**TASK STATEMENT:** Copy the article below about marine snails and anesthetics word for word, from its title to its final sentence.

**DOCUMENT PASSAGE:**

++++

Snail offers clues to improve anesthetics

Author:  Liebers Kate
Date:  December 2007

Evolution has been very conservative. For example, it is hard to believe how closely our nervous system resembles that of marine snails, tiny slimy creatures. The marine snail, has approximately 20,000 neurons in its central nervous system; humans have approximately one trillion. The large brain cells of this animal make it easy to study the effects of one cell in relation to another. Taking advantage of this simplicity and similarity at the cellular level, scientists have relied on the snail as a model to learn about anesthetics.

A big problem with anesthetics currently is that they have many unwanted side-effects on the human body such as nausea and effects on the heart. This is due to the non-selectivity of the drugs causing them to bind to several targets in the body. Identifying the specific amino acids to which these anesthetics bind could reatly reduce our problems, said Nick Franks, a professor of biophysics and anesthetics.

++++

**EXTRACTED INFORMATION:**
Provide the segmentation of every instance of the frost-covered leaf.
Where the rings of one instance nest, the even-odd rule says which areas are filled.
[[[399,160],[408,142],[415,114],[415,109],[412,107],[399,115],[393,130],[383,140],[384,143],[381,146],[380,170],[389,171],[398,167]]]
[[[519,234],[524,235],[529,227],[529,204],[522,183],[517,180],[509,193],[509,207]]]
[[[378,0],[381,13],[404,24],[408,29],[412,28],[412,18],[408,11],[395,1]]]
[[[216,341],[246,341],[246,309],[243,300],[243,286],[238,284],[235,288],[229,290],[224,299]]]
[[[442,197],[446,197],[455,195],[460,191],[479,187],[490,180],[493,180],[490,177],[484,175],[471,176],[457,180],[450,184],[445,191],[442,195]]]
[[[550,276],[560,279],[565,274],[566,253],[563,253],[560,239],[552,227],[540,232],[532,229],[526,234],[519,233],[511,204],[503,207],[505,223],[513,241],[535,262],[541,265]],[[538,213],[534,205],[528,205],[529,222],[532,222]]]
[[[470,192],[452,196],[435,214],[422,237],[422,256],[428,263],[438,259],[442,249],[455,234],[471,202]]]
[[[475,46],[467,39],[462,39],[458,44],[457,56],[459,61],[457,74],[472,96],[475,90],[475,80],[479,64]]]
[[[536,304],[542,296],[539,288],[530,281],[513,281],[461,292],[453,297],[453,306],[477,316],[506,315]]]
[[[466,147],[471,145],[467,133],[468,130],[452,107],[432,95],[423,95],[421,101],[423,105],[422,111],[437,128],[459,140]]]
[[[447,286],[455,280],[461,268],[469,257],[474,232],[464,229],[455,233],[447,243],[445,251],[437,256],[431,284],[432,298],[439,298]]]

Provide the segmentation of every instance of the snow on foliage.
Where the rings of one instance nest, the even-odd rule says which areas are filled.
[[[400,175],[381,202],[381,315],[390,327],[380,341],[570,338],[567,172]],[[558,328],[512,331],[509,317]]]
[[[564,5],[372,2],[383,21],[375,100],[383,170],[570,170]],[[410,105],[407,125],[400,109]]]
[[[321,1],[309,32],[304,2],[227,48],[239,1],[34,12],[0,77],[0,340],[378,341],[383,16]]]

++++

**EXERCISE RESPONSE:**
Snail offers clues to improve anesthetics

Author:  Liebers Kate
Date:  December 2007

Evolution has been very conservative. For example, it is hard to believe how closely our nervous system resembles that of marine snails, tiny slimy creatures. The marine snail, has approximately 20,000 neurons in its central nervous system; humans have approximately one trillion. The large brain cells of this animal make it easy to study the effects of one cell in relation to another. Taking advantage of this simplicity and similarity at the cellular level, scientists have relied on the snail as a model to learn about anesthetics.

A big problem with anesthetics currently is that they have many unwanted side-effects on the human body such as nausea and effects on the heart. This is due to the non-selectivity of the drugs causing them to bind to several targets in the body. Identifying the specific amino acids to which these anesthetics bind could reatly reduce our problems, said Nick Franks, a professor of biophysics and anesthetics.